►

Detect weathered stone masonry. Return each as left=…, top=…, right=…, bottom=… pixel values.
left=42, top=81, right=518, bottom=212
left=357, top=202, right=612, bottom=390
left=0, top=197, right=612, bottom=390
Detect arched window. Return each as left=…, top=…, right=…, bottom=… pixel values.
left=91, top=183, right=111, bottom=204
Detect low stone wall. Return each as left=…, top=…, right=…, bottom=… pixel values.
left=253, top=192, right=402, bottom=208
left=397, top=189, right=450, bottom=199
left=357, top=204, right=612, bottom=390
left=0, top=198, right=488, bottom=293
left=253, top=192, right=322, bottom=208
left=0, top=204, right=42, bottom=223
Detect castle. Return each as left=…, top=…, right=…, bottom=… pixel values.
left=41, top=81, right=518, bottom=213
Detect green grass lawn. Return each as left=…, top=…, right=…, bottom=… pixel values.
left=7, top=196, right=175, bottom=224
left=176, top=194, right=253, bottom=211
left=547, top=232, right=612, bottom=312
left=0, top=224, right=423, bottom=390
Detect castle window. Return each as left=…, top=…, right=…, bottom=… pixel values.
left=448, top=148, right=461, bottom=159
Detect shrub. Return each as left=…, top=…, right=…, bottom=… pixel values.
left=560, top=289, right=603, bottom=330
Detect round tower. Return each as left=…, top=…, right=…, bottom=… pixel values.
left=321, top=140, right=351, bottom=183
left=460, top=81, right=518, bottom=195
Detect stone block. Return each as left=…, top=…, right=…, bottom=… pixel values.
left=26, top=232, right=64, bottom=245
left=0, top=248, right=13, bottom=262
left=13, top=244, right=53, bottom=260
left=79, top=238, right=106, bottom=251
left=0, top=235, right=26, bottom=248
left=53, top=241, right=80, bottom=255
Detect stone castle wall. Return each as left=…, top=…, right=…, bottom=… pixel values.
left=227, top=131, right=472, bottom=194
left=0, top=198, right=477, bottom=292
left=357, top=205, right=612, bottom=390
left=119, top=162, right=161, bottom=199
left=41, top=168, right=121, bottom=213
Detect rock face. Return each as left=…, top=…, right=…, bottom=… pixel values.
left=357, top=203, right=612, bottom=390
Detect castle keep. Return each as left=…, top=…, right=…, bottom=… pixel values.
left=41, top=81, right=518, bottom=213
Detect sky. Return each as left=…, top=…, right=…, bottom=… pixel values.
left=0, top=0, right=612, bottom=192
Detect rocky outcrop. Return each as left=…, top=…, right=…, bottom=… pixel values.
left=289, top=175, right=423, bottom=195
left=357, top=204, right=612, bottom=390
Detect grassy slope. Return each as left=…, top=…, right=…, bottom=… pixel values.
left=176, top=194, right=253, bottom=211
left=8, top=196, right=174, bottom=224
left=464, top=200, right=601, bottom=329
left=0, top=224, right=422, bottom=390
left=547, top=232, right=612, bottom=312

◄

**THE PROBLEM**
Extract from the data above every line that contains the word "castle", and copy each one in full.

**TASK RESULT**
Detect castle. Return each as left=…, top=…, right=…, bottom=… pixel values.
Detect castle window. Return each as left=…, top=…, right=…, bottom=… pixel values.
Detect stone castle wall. Return each as left=…, top=…, right=…, bottom=… pixel values.
Detect castle keep. Return each as left=…, top=…, right=…, bottom=… pixel values.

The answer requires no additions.